Work instructions -
Convert the records, starting at the line that contains "Please point out the pool" and continuing through the end of the records, into a two-column CSV with the columns request and points. Write one row per request, with its text and its answer each in a single quoted field and any line breaks replaced by spaces.

Record list -

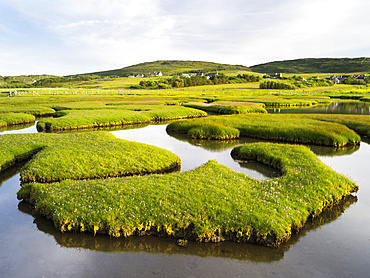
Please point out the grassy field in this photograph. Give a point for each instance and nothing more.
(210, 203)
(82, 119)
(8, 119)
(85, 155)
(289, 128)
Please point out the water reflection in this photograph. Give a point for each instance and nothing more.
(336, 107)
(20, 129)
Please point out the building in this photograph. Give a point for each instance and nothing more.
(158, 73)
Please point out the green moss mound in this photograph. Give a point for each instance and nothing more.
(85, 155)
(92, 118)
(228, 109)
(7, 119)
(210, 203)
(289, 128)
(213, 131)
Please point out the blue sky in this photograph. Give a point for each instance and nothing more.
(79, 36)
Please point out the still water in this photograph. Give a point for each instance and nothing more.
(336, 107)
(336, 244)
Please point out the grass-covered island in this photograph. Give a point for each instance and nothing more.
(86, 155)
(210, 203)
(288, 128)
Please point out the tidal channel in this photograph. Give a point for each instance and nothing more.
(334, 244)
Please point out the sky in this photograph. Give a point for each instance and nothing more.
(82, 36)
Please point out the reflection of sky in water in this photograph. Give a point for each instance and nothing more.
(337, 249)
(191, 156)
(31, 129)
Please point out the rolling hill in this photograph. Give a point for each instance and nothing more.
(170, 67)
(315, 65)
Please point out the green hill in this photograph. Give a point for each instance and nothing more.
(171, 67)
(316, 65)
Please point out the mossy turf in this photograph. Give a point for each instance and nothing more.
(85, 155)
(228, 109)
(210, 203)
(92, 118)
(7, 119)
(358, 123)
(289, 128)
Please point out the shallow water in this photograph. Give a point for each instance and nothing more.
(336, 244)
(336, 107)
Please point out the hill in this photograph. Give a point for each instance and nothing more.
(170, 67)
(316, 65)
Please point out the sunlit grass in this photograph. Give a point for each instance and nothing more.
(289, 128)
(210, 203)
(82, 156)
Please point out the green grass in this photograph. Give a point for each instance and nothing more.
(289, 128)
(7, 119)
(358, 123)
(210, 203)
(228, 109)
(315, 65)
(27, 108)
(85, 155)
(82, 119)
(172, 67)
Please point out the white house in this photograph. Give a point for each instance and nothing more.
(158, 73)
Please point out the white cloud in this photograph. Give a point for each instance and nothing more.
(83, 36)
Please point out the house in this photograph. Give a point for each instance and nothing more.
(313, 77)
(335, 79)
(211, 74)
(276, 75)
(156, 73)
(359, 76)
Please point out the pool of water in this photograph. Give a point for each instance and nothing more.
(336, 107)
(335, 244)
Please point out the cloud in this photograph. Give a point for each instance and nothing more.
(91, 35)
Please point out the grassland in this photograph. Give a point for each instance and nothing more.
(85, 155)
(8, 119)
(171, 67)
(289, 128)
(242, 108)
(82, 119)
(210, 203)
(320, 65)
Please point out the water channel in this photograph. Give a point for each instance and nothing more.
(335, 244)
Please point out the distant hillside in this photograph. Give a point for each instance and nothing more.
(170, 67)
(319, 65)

Written solution -
request,points
"Please point out the pool of water in this photograph. Give a point for each instance and nothing more.","(336, 107) (335, 244)"
"Please point out the cloud in this photograph. Give a point for each instance and nothing more.","(91, 35)"
"Please point out the grassland in this photograph. Give a point for each instance and nothing more.","(85, 155) (8, 119) (171, 67) (289, 128) (242, 108) (82, 119) (210, 203) (320, 65)"
"Please point out the water channel in this photograph. Give a point for each instance and nothing more.","(335, 244)"
"Please point out the distant hillside in this photograph. Give a point for each instance and nothing more.","(170, 67) (319, 65)"